> **What to work on**
Please carry on the September 11, 2001 New York diary below, writing what comes after its final sentence.

New York Diary September 11, 2001
Perry Waddell

The weather was bright and beautiful, so bright that it woke me up before my alarm. I rolled out of bed and checked my email as usual. Had an email from my friend Mark in Australia- his brother Bradley had an aneurysm and Mark left work and is down with his family. Bradley is stable but we're still worried. Bad start to the day.

1010WINS is an all-news all-the-time station that I listen to in the shower because it gives frequent weather and subway updates. About 9:46am, the regular 1010WINS news was interrupted by a story that a plane had just crashed into the World Trade Center. I jumped out of the shower, dried off, went in the bedroom and turned on NY1. Sure enough, they had live video of the burning tower.

My father was flying down to Salt Lake City that morning and also, since he is a pilot, I figured he would want to know about this accident. Plus, he fantasizes about flying up and down the Hudson and East rivers in his plane, taking pictures and admiring the view. Mom answered the phone and told me that my dad had already left for the airport. I told her about the accident thinking it was a little Cessna that had crashed and I told her, "You should get up- this story is definitely worth seeing live."

After hanging up the phone, I got on a shirt and pants and continued to watch the coverage and listen to the commentary. One of the witnesses said he saw a twin-engine plane crash into the building and I thought that he must be mistaken. There is no way that that big of a plane would get too close to the tower. Plus, with all the technology, air traffic control and the pilot simply being able to look out the window- I didn't see how it was possible. "It must have been some show-off small plane pilot", I thought.

I happen to be looking at the T.V. screen when I saw a plane coming from the right of the screen towards the towers. I thought it must be a firefighting plane. Since I'm from Idaho, I'm used to seeing the tanker planes full of water or flame retardant leaving Boise for the forest fires-- so I was expecting them to drop some retardant upwind from the fire in order to put it out. That's when the second plane struck. Boom! I was shocked, dumbfounded. The plane flew right into the tower and exploded. Instantly, I knew that these two crashes were intentional.

Hardly able to pull myself away from the coverage, I ran down to the subway to make an appointment I had uptown. Thankfully, it was uptown, not downtown.

I got on the subway and rode uptown without a problem. On my way out of the subway station, there was an announcement that downtown service was suspended. After the appointment I came back and jumped on the first bus going downtown. The streets were filled with people. The bus had to wind its way through everybody the streets were just solid heads and I couldn't tell where everyone was going.

> **Supplied material**
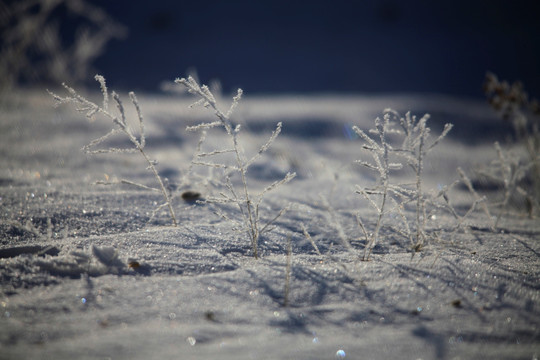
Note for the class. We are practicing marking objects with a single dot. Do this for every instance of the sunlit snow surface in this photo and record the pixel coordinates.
(99, 279)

> **Exercise answer**
The bus was packed but everyone was talking as a group. The girl next to me said that the towers had collapsed. "What?” I said, "They collapsed? What do you mean?” She said they both had fallen down. I was stunned. One woman had a small radio and headphones and as she heard news, she would share it with the bus. Everyone would discuss that issue until the next bit of news. She told us the subways were all stopped. She told us about the Pentagon burning. This got everyone scared and one woman started crying. Then she told us that all bridges and tunnels going in and out of Manhattan (it's an island) were closed.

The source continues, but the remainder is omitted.